WHAT IS NEEDED:
The records that follow must be reproduced in full, exactly as written.
start DATA TO PROCESS
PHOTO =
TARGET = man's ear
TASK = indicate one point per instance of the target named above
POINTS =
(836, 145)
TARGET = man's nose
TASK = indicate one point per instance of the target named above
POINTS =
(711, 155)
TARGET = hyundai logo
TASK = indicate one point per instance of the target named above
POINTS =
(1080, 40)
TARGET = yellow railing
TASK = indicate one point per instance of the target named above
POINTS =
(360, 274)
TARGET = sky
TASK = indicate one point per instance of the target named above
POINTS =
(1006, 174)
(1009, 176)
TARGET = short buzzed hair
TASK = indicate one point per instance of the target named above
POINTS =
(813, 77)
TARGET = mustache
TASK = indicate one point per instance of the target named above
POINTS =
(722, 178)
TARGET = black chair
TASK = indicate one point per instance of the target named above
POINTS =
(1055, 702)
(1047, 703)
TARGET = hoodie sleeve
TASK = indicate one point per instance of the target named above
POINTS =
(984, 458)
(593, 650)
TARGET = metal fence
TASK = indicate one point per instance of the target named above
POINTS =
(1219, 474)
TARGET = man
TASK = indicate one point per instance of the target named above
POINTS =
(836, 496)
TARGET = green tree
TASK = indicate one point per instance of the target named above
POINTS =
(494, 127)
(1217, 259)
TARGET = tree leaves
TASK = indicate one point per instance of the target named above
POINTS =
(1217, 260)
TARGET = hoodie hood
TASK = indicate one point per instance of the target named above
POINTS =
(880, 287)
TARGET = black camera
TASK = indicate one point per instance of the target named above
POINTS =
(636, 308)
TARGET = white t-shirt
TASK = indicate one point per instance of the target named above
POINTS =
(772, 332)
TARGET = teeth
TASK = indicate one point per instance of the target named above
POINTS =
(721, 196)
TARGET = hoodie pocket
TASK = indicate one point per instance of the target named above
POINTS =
end DATA TO PROCESS
TASK SOLUTION:
PHOTO =
TARGET = man's ear
TASK = indicate one point per instance of the target named above
POINTS =
(836, 145)
TARGET = man's nose
TASK = indicate one point per instance of the target named above
POINTS =
(711, 155)
TARGET = hyundai logo
TASK = indicate one point per instance of the target named above
POINTS =
(1080, 40)
TARGET = yellow railing
TASK = indicate one point per instance of the target named above
POINTS =
(360, 274)
TARGET = sky
TASK = indicate one point per instance of the target named above
POINTS =
(1006, 174)
(1009, 176)
TARGET = short buzzed hair
TASK = indicate one point per instance of the target named above
POINTS =
(813, 77)
TARGET = mustache
TASK = indicate one point per instance of the target named above
POINTS =
(722, 178)
TARGET = black chair
TASK = indicate one point per instance of the target named above
POINTS =
(1055, 702)
(1047, 703)
TARGET = hoodie sleeve
TASK = indicate one point per instance of the target named above
POINTS =
(984, 458)
(593, 650)
TARGET = metal fence
TASK = indicate one point per instance of the target named above
POINTS =
(1219, 474)
TARGET = man
TASK = indicate one point per instance of the target named above
POINTS =
(836, 496)
TARGET = green tree
TASK = indicate one point per instance of the target named above
POINTS =
(494, 127)
(1217, 259)
TARGET = tree leaves
TASK = indicate one point per instance of the target named above
POINTS =
(1217, 260)
TARGET = hoodie hood
TASK = indicate one point per instance of the target named above
POINTS =
(880, 287)
TARGET = black camera
TASK = indicate one point per instance of the target named above
POINTS =
(636, 308)
TARGET = white t-shirt
TASK = indicate one point per instance of the target named above
POINTS =
(772, 332)
TARGET = teeth
TASK = indicate one point per instance of the target named above
POINTS =
(721, 196)
TARGET = hoodie pocket
TASK = indicate one point per instance of the target named above
POINTS =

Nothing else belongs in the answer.